Instrução escrita 1 ▸
Cite literalmente o trecho do texto sobre a arte de escrever, começando em "Mas são seis" e terminando em "Leonardo da Vinci.".
Instrução escrita 2 ▸
Continue o texto sobre a arte de escrever a partir do ponto em que ele termina.

Trecho apresentado ▸
* * * * *

Refazer, custe o que custar.
Refazer cada página,
parágrafo, frase, palavra...
Apesar
de o lembrete parecer um tanto ingênuo, não podemos ignorar que este é um dos
segredos praticados por todos os grandes escritores. Eles escreveram muito para
eles mesmos, antes de escrever para os outros.
Todos
os livros sobre arte de escrever aconselham a não nos contentarmos com a
primeira redação de um texto. Devemos aperfeiçoar esse texto, reescrever suas
frases, corrigir, corrigir, até que pareça impossível fazer melhor.
O
romancista francês Gustave Flaubert costumava reescrever cinco ou até seis
vezes uma única página ou um único parágrafo de suas obras em uma semana. Escrevendo numa
época em que era comum os escritores publicarem de 20 a 50 livros (Balzac, por
exemplo, só para o famoso conjunto de romances intitulado A Comédia Humana, escreveu 89 obras), Flaubert só escreveu seis.
Mas são seis obras-primas. Seu romance Madame
Bovary é considerado, no aspecto técnico e estilístico, uma obra de arte
tão perfeita como uma sinfonia de Beethoven, a pintura da Capela Sistina
realizada por Michelangelo, ou o quadro da Mona Lisa, de Leonardo da Vinci.
Na
arte de escrever, há muito mais transpiração que inspiração.
Porém entre nós, escritores evangélicos, essa proporção de inspiração e
transpiração não é exatamente aquela referida pelo inventor norte-americano
Thomas Alva Edson, de 90% de transpiração e 10% de inspiração. O escritor
evangélico é um canal sensível à inspiração que nos é dada por Deus, mas
ninguém deve ficar estática e ingenuamente aguardando que a inspiração desça do
Céu.
Sentindo-se
inspirado ou não, o escritor terá de se sentar todos os dias diante de sua
mesa de trabalho, mesmo que seja para escrever uma única frase aproveitável. É
do hábito de sentar-se todos os dias diante de uma folha de papel em branco ou
de um teclado de computador, que o nasce livro. Portanto, a obra de arte
literária nasce do trabalho artesanal, perseverante do escritor.
Nunca
será demais reafirmar que os maiores escritores brasileiros e estrangeiros
foram incansáveis aperfeiçoadores do seu estilo, do seu texto. Carlos Drummond
de Andrade, o maior poeta da moderna poesia brasileira, alcançou a riqueza
expressiva e a perfeição que o destacaram dentre os demais poetas de sua
geração, graças ao fato de ter sido um incansável "domador" de palavras. Em um de
seus poemas, O Lutador, ele confessa
o quanto lhe era difícil trabalhar com elas:
Lutar com palavras
É a luta mais vã.

* * * * *

Seção de dados ▸
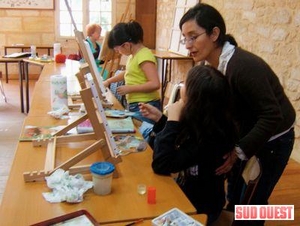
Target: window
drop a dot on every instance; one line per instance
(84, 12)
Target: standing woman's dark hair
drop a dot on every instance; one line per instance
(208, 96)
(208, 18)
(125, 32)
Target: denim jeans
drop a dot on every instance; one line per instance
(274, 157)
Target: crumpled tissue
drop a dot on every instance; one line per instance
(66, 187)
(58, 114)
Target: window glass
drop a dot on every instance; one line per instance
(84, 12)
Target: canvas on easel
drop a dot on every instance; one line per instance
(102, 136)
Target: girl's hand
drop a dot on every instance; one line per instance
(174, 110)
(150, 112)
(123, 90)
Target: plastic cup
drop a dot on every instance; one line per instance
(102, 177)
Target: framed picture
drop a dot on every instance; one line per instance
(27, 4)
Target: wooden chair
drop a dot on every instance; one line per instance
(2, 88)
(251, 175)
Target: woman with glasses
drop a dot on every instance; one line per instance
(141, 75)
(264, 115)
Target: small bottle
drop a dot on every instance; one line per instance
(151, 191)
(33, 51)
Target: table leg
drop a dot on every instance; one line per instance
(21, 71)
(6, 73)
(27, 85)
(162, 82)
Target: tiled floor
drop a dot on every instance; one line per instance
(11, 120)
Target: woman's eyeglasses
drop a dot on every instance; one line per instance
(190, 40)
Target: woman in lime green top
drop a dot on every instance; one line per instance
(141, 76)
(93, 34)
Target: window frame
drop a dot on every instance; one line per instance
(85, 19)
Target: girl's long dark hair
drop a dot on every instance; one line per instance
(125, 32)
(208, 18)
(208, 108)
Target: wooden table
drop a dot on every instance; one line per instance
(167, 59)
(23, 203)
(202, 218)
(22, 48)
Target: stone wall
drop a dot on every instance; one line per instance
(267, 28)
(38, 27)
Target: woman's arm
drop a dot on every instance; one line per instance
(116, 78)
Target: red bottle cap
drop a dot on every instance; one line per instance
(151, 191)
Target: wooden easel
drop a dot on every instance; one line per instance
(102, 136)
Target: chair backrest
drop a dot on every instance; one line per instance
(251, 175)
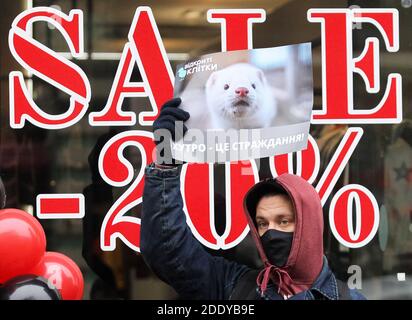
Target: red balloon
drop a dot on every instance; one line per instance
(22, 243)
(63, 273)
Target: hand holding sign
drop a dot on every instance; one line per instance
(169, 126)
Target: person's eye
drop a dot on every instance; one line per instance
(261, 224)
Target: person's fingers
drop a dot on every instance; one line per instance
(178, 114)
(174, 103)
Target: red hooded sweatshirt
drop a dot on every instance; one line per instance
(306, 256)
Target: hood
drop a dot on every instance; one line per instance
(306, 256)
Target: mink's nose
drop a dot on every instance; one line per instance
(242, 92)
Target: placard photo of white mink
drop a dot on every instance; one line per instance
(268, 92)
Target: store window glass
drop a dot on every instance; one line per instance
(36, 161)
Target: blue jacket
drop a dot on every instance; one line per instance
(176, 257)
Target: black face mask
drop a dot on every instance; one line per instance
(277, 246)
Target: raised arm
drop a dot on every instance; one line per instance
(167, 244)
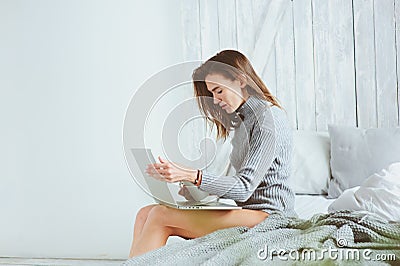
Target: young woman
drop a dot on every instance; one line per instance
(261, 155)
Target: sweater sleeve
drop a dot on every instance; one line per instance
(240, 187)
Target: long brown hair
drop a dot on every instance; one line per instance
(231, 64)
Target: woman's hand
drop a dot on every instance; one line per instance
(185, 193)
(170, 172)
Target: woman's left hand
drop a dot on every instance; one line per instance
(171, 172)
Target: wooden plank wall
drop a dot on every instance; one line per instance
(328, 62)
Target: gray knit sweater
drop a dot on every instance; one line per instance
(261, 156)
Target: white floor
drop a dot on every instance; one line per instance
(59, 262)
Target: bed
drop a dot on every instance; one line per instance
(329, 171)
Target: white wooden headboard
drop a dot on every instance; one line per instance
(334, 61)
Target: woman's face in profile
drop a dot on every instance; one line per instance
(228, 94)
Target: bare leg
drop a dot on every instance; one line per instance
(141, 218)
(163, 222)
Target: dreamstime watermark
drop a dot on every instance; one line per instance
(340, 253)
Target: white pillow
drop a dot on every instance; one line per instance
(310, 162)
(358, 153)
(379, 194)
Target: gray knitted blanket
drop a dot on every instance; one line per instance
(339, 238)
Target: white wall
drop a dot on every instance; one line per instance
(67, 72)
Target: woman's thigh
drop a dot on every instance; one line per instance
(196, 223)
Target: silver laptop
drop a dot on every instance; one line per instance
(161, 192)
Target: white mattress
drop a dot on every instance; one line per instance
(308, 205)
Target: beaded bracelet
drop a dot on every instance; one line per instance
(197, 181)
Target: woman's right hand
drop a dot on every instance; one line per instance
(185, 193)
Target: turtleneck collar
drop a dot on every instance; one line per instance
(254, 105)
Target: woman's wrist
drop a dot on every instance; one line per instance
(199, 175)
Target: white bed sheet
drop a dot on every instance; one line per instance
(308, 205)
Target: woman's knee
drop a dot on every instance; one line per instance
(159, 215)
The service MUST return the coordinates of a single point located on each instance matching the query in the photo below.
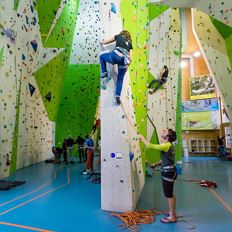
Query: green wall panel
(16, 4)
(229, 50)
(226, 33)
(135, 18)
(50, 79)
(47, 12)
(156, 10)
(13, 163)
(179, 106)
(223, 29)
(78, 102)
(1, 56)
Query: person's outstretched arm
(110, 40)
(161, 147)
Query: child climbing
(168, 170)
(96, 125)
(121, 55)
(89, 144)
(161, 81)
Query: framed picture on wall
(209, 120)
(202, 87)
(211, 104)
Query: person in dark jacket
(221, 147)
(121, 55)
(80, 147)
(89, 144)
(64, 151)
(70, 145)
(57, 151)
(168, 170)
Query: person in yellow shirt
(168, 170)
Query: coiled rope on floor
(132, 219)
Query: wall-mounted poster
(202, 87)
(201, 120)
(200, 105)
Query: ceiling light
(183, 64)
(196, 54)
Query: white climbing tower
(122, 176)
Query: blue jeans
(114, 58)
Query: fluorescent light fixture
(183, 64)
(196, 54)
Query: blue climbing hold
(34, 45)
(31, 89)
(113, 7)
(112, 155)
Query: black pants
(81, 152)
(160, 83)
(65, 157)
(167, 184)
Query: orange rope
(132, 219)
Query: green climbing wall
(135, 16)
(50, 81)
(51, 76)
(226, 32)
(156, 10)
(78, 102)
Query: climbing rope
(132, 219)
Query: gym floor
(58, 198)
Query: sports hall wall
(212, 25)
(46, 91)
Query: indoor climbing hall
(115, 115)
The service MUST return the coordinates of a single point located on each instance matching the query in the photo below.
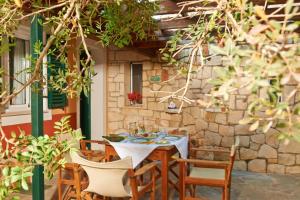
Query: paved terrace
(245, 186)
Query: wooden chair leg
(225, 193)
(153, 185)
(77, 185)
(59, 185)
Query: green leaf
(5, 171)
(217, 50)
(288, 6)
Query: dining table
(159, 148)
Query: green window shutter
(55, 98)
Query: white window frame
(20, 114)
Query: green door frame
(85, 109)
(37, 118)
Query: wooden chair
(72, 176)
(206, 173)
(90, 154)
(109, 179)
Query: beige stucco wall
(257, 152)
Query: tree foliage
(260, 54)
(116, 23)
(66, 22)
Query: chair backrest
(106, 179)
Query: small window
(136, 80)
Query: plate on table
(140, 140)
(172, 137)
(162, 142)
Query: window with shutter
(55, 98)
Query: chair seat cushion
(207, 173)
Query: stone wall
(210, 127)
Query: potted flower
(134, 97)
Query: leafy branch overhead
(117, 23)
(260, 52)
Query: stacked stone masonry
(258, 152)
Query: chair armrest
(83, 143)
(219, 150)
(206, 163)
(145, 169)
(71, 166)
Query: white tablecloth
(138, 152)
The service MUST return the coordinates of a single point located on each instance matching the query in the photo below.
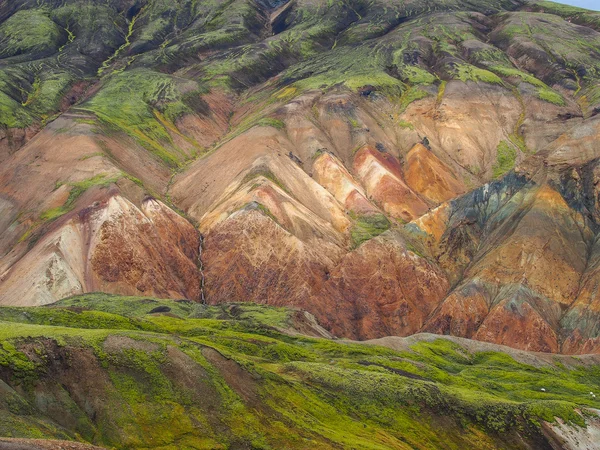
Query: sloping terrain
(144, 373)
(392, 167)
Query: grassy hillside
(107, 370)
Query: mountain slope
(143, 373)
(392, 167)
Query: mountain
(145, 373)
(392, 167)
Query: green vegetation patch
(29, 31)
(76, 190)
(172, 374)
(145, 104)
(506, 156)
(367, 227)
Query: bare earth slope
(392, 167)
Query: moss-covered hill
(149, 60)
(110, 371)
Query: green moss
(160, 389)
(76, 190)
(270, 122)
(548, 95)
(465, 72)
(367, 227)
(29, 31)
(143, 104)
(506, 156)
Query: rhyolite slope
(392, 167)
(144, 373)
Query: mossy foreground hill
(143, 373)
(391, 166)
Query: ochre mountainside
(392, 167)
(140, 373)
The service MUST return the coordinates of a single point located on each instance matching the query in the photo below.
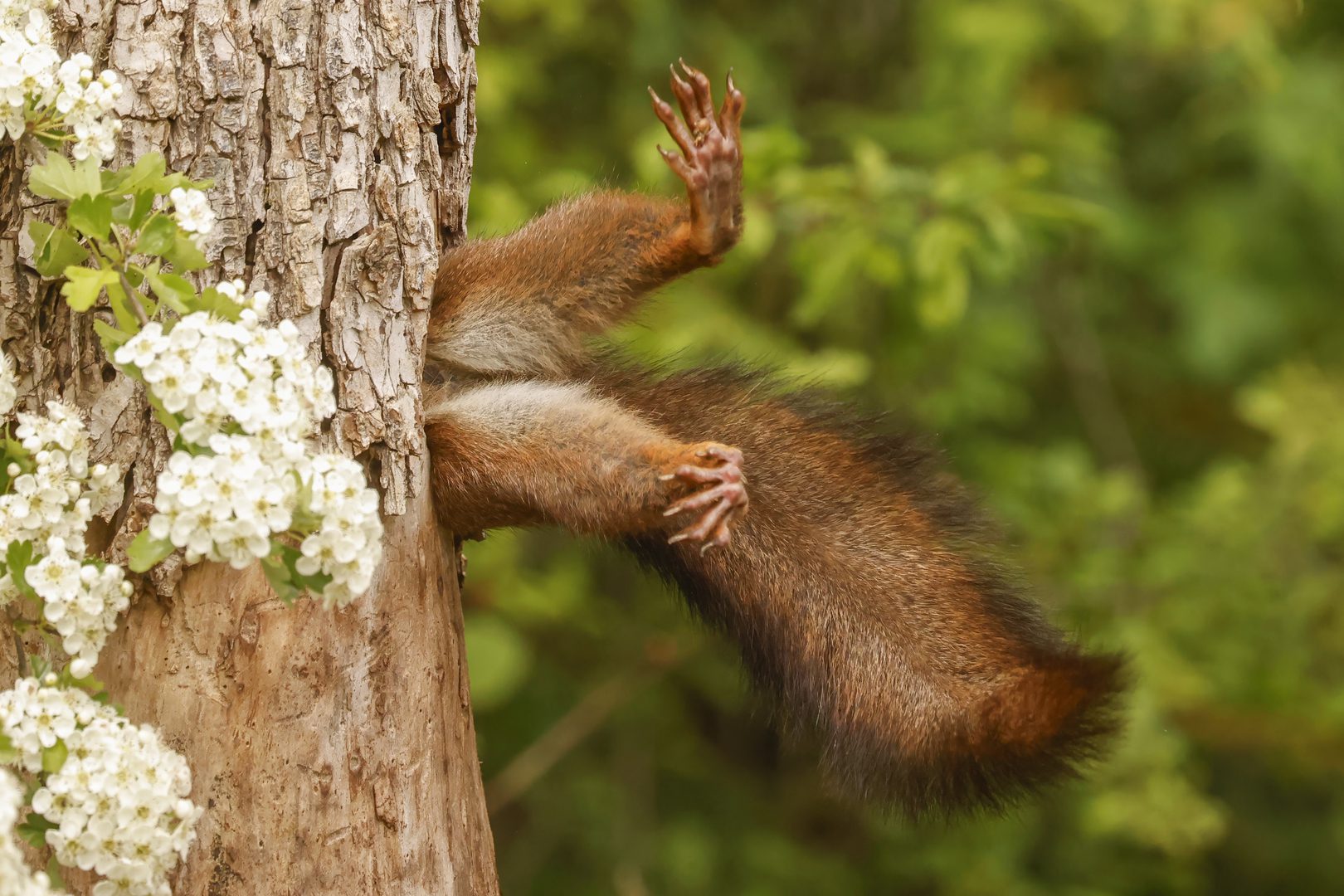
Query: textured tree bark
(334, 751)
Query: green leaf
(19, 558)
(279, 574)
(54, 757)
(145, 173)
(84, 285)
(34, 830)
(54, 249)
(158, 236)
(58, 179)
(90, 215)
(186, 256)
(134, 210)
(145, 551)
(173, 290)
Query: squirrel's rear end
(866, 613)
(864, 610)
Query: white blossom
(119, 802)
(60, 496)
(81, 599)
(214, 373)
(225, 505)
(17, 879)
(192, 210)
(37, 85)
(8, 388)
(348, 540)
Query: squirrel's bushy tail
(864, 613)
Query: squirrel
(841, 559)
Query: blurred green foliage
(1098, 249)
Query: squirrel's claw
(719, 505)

* * * * *

Resposta da tarefa 1 ▸
Mas são seis obras-primas. Seu romance Madame
Bovary é considerado, no aspecto técnico e estilístico, uma obra de arte
tão perfeita como uma sinfonia de Beethoven, a pintura da Capela Sistina
realizada por Michelangelo, ou o quadro da Mona Lisa, de Leonardo da Vinci.

Resposta da tarefa 2 ▸
Entanto lutamos
Mal rompe a manhã.
São muitas, eu pouco.
Algumas, tão fortes
Como o javali.
Não me julgo louco.
Se o fosse, teria
O poder de encantá-las.
Mas lúcido e frio,
Apareço e tento
Apanhar algumas
Para meu sustento
Num dia de vida.
............................
Insisto, solerte.
Busco persuadi-las.
Ser-lhe-eis escravo
De rara humildade.
Guardarei sigilo
De nosso comércio.
Na voz, nenhum travo
De zanga ou desgosto.
Sem me ouvir deslizam,
Perpassam levíssimas
E viram-me o rosto.
Lutar com palavras
Parece sem fruto.
Não têm carne e sangue.
Entretanto, luto.
O
escritor português Antônio Lopes Vieira adverte que “há uma dignidade de
sintaxe, assim como há uma educação de maneiras; cometer certos erros
gramaticais pode ser o mesmo que cuspir no chão.” A arte de escrever tem regras
que não devemos infringir se não quisermos passar por mal educados.
No
seu famoso Discurso sobre o Estilo, o Conde de Buffon, escritor francês,
afirmou que “somente as obras bem escritas passam à posteridade, visto que as
novas descobertas e os fatos novos fazem com que os livros mais científicos se
tornem obsoletos, ultrapassados.”
O
que permanecerá interessante nesses livros será o estilo, a beleza, a arte, a
originalidade com que suas páginas foram escritas. Portanto, um livro, antes de
ser publicado, tem de ser revisado, polido, aperfeiçoado, com paciência e
cuidado, durante meses, ou até durante anos. É o que têm feito os grandes
escritores, tanto seculares quanto evangélicos. Tenho dito.
Acadêmico Jefferson Magno Costa
(Discurso
pronunciado na Academia Evangélica de Letras do Brasil, em 08 de Agosto de
2016)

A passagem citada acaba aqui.